Les Grands de ce monde s'expriment dans

LA PIEGE DU PETROLE VERT

par la Rédaction de Politique Internationale

Politique Internationale - En octobre 2007, vous avez affirmé que la fabrication de biocarburants était un « crime contre l'humanité » et qu'un « massacre de la faim effroyable » se profilait. Votre position a-t-elle évolué depuis lors ?
Jean Ziegler - Selon la Banque mondiale, 2,2 milliards d'êtres humains vivent dans l'« extrême pauvreté », c'est-à-dire avec moins de 1,25 dollar par jour. La plupart d'entre eux habitent en milieu urbain, dans les bidonvilles de Karachi, les favelas de São Paulo ou les Calampas de Lima. Ils sont donc obligés d'acheter leur nourriture. Or, depuis le début de 2008, les prix des aliments de base - riz, maïs, céréales (qui représentent 70 % des aliments consommés sur terre) - ont littéralement explosé. Depuis, ils ont connu des hauts et des bas mais, sur le long terme, la tendance reste orientée à la hausse.
P. I. - Quelles sont les causes de cette flambée ?
J. Z. - La plus évidente est la transformation d'aliments en biocarburants. Figurez-vous qu'en 2008, aux États-Unis, on a brûlé 138 millions de tonnes de maïs (le tiers de la récolte américaine) ainsi que des dizaines de milliers de tonnes de blé pour fabriquer du bioéthanol et du biodiesel, le tout avec des subventions de l'État !

* [Informations affichées]
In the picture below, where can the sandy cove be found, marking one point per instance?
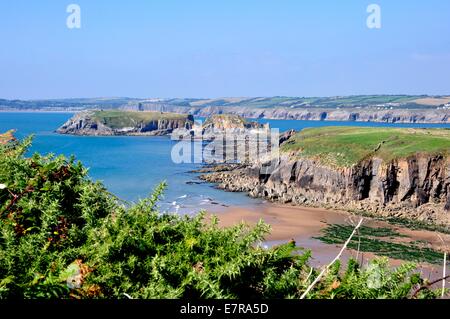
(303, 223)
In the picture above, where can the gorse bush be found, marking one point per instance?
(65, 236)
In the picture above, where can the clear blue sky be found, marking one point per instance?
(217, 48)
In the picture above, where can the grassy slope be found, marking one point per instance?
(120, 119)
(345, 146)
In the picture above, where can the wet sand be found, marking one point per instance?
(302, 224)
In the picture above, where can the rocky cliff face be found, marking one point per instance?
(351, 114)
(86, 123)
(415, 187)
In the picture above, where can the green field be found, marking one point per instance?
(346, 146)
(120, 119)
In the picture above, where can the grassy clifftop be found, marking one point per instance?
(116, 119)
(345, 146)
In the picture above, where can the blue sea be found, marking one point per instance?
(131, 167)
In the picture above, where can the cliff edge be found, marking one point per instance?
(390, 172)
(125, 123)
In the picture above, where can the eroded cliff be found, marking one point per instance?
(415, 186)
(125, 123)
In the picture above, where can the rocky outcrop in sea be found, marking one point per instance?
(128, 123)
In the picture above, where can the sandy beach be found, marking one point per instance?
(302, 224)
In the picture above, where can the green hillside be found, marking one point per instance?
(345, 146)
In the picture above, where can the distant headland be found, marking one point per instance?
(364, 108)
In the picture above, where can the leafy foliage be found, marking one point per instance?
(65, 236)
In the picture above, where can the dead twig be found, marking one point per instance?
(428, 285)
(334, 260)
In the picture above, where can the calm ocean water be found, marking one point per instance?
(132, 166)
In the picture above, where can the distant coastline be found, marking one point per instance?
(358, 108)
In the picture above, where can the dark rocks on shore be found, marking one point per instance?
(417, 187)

* [Tâche à réaliser] Reproduisez mot pour mot l'extrait de l'entretien sur les biocarburants qui commence par « Politique Internationale - En » et se poursuit jusqu'à « cette flambée ? » inclus.

* [La réponse]
Politique Internationale - En octobre 2007, vous avez affirmé que la fabrication de biocarburants était un « crime contre l'humanité » et qu'un « massacre de la faim effroyable » se profilait. Votre position a-t-elle évolué depuis lors ?
Jean Ziegler - Selon la Banque mondiale, 2,2 milliards d'êtres humains vivent dans l'« extrême pauvreté », c'est-à-dire avec moins de 1,25 dollar par jour. La plupart d'entre eux habitent en milieu urbain, dans les bidonvilles de Karachi, les favelas de São Paulo ou les Calampas de Lima. Ils sont donc obligés d'acheter leur nourriture. Or, depuis le début de 2008, les prix des aliments de base - riz, maïs, céréales (qui représentent 70 % des aliments consommés sur terre) - ont littéralement explosé. Depuis, ils ont connu des hauts et des bas mais, sur le long terme, la tendance reste orientée à la hausse.
P. I. - Quelles sont les causes de cette flambée ?